Aim of the task
Rewrite these lines as a numbered list, omitting blank lines and leaving out the pictures. Apply this to all of the material.

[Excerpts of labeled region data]
=======
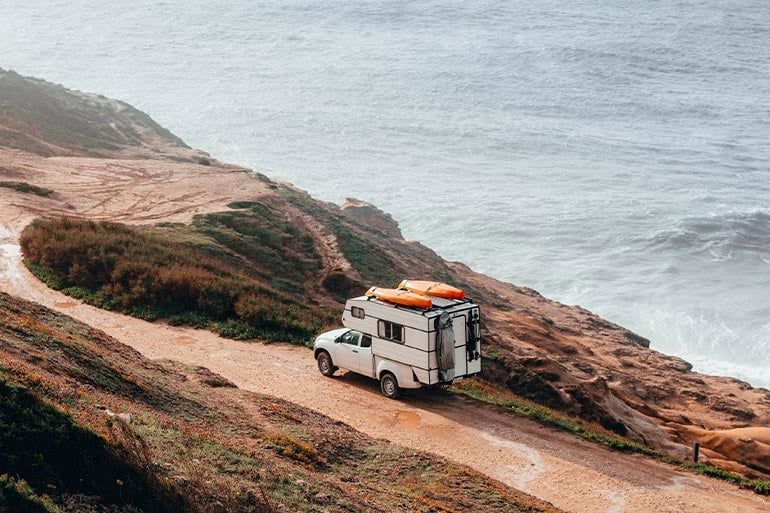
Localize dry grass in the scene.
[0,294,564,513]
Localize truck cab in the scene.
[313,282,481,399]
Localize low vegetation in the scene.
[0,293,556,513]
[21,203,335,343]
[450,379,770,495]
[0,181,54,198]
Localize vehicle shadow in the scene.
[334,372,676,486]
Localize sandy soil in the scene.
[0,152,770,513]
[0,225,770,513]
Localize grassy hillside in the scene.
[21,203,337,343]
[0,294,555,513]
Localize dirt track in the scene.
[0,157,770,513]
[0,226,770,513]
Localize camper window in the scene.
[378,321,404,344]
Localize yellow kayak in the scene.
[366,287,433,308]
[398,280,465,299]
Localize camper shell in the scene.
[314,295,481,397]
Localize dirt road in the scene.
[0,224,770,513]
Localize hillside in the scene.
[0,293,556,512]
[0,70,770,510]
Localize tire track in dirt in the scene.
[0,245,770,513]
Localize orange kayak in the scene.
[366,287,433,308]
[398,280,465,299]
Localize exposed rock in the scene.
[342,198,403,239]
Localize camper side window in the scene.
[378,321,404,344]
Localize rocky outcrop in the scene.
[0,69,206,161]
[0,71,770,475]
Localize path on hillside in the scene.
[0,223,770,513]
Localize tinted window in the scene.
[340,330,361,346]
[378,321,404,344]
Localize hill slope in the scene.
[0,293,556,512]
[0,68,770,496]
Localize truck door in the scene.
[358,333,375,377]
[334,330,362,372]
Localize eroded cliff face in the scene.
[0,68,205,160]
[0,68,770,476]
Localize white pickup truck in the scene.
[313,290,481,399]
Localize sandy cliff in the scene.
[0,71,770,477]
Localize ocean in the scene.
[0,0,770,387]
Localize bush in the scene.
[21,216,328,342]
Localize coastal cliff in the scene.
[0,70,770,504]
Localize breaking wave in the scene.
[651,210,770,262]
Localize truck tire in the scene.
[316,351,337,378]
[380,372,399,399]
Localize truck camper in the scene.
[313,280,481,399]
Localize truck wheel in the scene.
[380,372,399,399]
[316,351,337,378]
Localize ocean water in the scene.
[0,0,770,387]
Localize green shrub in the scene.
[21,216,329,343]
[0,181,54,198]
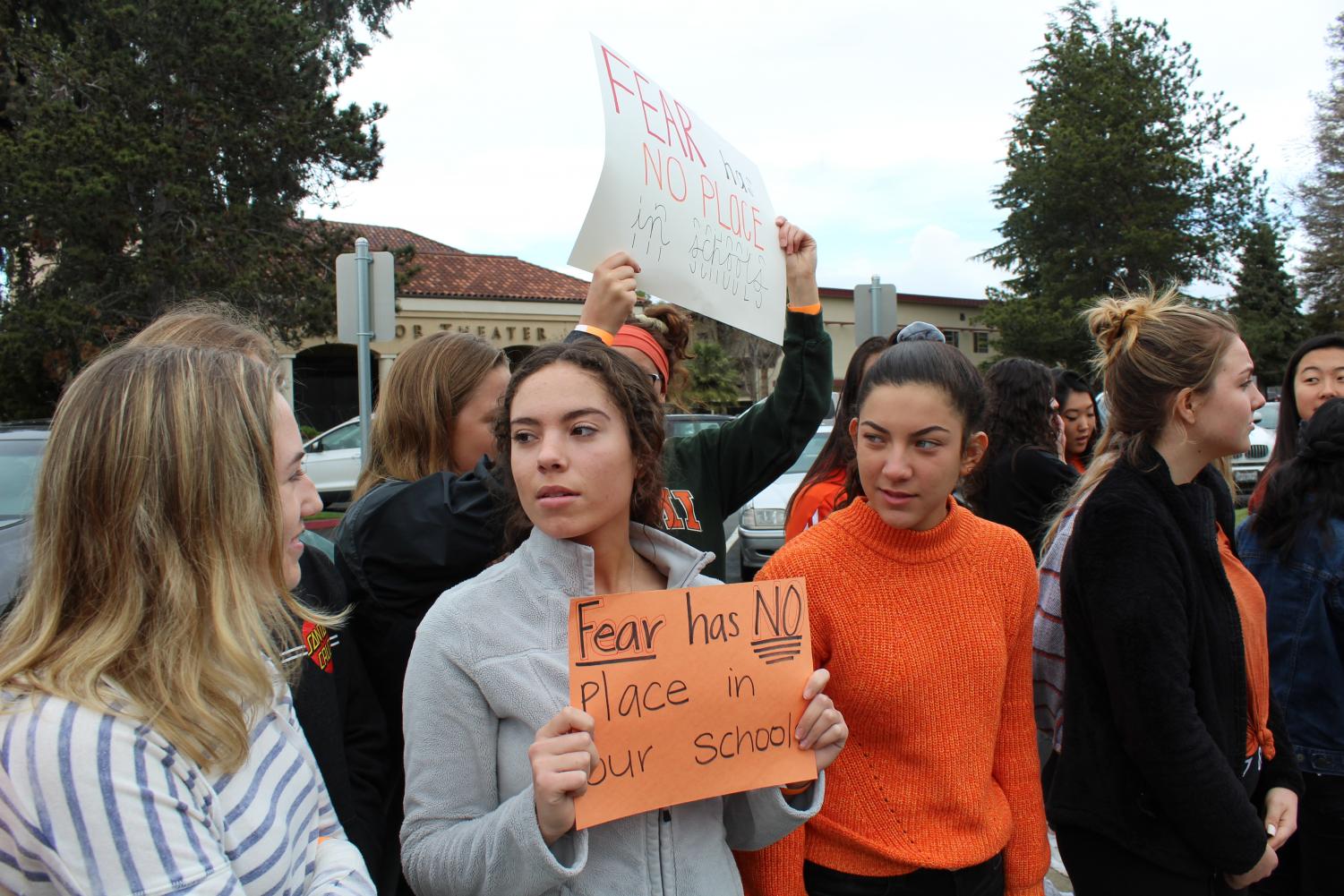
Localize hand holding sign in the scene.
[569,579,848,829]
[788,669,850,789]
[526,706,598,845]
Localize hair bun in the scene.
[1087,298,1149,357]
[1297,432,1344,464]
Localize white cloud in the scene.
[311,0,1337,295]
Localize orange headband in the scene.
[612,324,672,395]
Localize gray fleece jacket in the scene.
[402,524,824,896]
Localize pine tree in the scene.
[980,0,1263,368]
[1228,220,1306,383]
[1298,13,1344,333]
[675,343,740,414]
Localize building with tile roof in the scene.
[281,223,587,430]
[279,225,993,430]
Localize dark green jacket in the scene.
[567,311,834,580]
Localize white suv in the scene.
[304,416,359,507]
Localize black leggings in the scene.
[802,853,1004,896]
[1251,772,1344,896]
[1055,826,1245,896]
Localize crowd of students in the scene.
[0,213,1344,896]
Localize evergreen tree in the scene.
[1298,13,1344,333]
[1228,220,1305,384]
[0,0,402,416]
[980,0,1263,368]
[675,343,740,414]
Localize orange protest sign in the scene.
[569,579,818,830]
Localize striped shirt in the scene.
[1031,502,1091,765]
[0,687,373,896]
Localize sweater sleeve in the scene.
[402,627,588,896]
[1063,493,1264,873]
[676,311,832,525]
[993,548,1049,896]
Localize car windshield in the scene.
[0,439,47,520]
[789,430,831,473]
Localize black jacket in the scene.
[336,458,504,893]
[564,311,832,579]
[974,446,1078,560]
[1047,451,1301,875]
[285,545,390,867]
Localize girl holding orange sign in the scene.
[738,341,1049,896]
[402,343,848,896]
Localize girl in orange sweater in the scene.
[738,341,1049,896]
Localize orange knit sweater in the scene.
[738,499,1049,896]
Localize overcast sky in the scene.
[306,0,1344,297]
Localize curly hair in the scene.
=======
Written response
1. Localize dry grass in the scene.
2. [0,294,564,513]
3. Localize truck cab in the scene.
4. [313,282,481,399]
5. Localize low vegetation in the scene.
6. [0,293,556,513]
7. [21,203,335,343]
8. [450,379,770,495]
9. [0,181,54,198]
10. Localize vehicle shadow in the scene.
11. [334,372,676,486]
12. Localize sandy soil in the scene.
13. [0,152,770,513]
14. [0,225,770,513]
15. Localize grassy hillside in the scene.
16. [21,203,337,343]
17. [0,294,555,513]
18. Localize dirt track in the scene.
19. [0,157,770,513]
20. [0,226,770,513]
21. Localize camper window in the scene.
22. [378,321,404,344]
23. Localize yellow kayak in the scene.
24. [366,287,433,308]
25. [398,280,465,299]
26. Localize camper shell in the scene.
27. [314,295,481,397]
28. Localize dirt road in the scene.
29. [0,224,770,513]
30. Localize hillside in the scene.
31. [0,293,556,512]
32. [0,70,770,510]
33. Localize tire track in dirt in the scene.
34. [0,245,770,513]
35. Localize orange kayak in the scene.
36. [366,287,433,308]
37. [398,280,465,299]
38. Localize exposed rock in the scene.
39. [342,198,403,239]
40. Localize camper side window in the scene.
41. [378,321,404,344]
42. Localize rocky outcrop in the scene.
43. [0,69,206,161]
44. [0,71,770,475]
45. Localize path on hillside in the scene.
46. [0,223,770,513]
47. Localize tinted window in the scene.
48. [340,330,361,346]
49. [378,321,404,344]
50. Localize hill slope in the scene.
51. [0,293,556,512]
52. [0,68,770,496]
53. Localize truck door in the scene.
54. [358,333,375,377]
55. [334,330,362,372]
56. Localize eroded cliff face in the scene.
57. [0,68,205,160]
58. [0,68,770,476]
59. Localize white pickup truck in the scene.
60. [313,290,481,399]
61. Localize sandy cliff in the scene.
62. [0,71,770,477]
63. Localize ocean in the scene.
64. [0,0,770,387]
65. Localize bush in the scene.
66. [21,216,328,342]
67. Localize coastal cliff in the scene.
68. [0,70,770,504]
69. Localize breaking wave in the scene.
70. [651,210,770,262]
71. Localize truck tire in the scene.
72. [316,351,337,378]
73. [380,372,399,399]
74. Localize truck camper in the scene.
75. [313,280,481,399]
76. Localize truck wheel in the scene.
77. [380,372,399,399]
78. [316,351,337,378]
79. Localize ocean water in the scene.
80. [0,0,770,387]
81. Localize green shrub in the scene.
82. [21,216,329,343]
83. [0,181,54,198]
84. Localize hand holding sign in the scene.
85. [569,579,848,829]
86. [788,669,850,789]
87. [526,706,598,845]
88. Localize hair bun in the scene.
89. [1087,298,1149,357]
90. [1297,432,1344,464]
91. Localize white cloud in the scene.
92. [311,0,1337,295]
93. Localize orange headband in the scene.
94. [612,324,672,395]
95. Localize gray fleece jacket in the scene.
96. [402,524,824,896]
97. Localize pine tree in the scene.
98. [980,0,1263,368]
99. [1228,220,1306,383]
100. [1298,13,1344,333]
101. [675,343,740,414]
102. Localize building with tile roof in the scene.
103. [281,223,587,430]
104. [279,225,993,430]
105. Localize dark green jacket in the scene.
106. [567,311,834,580]
107. Localize white suv in the scene.
108. [304,416,359,507]
109. Localize black leggings in the scene.
110. [802,853,1004,896]
111. [1251,772,1344,896]
112. [1055,826,1245,896]
113. Localize crowd of students in the scene.
114. [0,213,1344,896]
115. Localize evergreen tree in the scene.
116. [1298,13,1344,333]
117. [1228,220,1305,384]
118. [0,0,402,416]
119. [980,0,1263,368]
120. [675,343,740,414]
121. Localize orange protest sign in the scene.
122. [569,579,818,830]
123. Localize striped shirt in the scene.
124. [1031,502,1091,765]
125. [0,687,373,896]
126. Localize sweater sleeve in the scene.
127. [402,627,588,896]
128. [1063,493,1264,873]
129. [676,311,832,525]
130. [993,548,1049,896]
131. Localize car windshield in the scene.
132. [0,439,47,520]
133. [789,430,831,473]
134. Localize black jacket in the scene.
135. [336,458,504,893]
136. [564,311,832,579]
137. [974,446,1078,560]
138. [1047,451,1301,875]
139. [285,545,390,867]
140. Localize girl holding orange sign in the scene.
141. [738,341,1049,896]
142. [402,343,848,896]
143. Localize girl in orange sweater in the scene.
144. [738,341,1049,896]
145. Localize orange knit sweater in the scene.
146. [738,499,1049,896]
147. Localize overcast sky in the scene.
148. [306,0,1344,297]
149. Localize curly hair in the scene.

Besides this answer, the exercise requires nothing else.